Given problem:
Can you reproduce every line of the material below without changing a single character?

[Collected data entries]

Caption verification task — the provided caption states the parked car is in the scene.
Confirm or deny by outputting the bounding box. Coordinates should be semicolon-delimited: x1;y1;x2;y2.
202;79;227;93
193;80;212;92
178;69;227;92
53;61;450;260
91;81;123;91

Task answer:
Caption verification task — the provided caption states the parked car is in the scene.
Confirm or deny by outputting the bounding box. Coordinates should be semicolon-delimited: x1;y1;x2;y2.
202;79;227;93
193;80;212;92
178;69;227;92
53;61;450;260
91;81;123;91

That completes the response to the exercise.